> [Instructions for the task]:
Output everything in the data below from the line containing "Locate the person" down to the end of the data, reproducing those lines with no changes.

> [Entries from a dataset]:
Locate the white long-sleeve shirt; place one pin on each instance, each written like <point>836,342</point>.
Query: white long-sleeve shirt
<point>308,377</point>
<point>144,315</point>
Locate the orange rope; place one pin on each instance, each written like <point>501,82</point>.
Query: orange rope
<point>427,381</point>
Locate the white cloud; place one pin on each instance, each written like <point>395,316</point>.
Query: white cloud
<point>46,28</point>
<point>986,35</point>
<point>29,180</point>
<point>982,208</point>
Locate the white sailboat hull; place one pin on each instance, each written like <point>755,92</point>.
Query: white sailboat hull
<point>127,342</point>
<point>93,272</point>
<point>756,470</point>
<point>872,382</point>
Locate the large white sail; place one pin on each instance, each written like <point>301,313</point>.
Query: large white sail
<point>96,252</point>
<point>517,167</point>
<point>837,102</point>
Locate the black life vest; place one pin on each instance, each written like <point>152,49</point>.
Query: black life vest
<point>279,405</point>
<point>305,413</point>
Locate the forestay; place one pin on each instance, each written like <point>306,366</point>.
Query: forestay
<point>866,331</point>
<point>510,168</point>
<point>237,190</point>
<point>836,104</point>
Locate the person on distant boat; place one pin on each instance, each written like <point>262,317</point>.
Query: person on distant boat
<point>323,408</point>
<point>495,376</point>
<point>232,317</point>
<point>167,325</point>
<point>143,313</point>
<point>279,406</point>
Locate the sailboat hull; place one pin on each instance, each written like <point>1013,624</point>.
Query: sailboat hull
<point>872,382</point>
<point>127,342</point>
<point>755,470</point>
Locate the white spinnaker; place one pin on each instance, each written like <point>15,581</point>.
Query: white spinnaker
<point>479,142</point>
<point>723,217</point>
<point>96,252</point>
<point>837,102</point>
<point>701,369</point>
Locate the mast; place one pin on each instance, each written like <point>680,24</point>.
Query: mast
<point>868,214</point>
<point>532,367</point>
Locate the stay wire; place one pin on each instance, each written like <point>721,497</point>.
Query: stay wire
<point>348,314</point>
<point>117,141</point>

> [Full response]:
Locate the person on distant boat; place one pin on each instance, each written like <point>262,317</point>.
Query: person on distant boat
<point>323,408</point>
<point>495,376</point>
<point>232,317</point>
<point>167,325</point>
<point>143,313</point>
<point>279,406</point>
Locate the sailboat hull; place one pin on each instance, each written like <point>1013,624</point>.
Query: sailboat hull
<point>872,382</point>
<point>127,342</point>
<point>755,470</point>
Locate the white spinnaker; place one pin on each instance, each written like <point>15,581</point>.
Query: white spinnaker
<point>479,142</point>
<point>723,217</point>
<point>96,252</point>
<point>837,102</point>
<point>701,369</point>
Locate the mast; place one pin on each instance, each written like <point>680,24</point>.
Query: mast
<point>868,214</point>
<point>532,367</point>
Locate the stay wire; place one pin on each instance, each written like <point>721,497</point>.
Query: stay wire
<point>348,314</point>
<point>117,141</point>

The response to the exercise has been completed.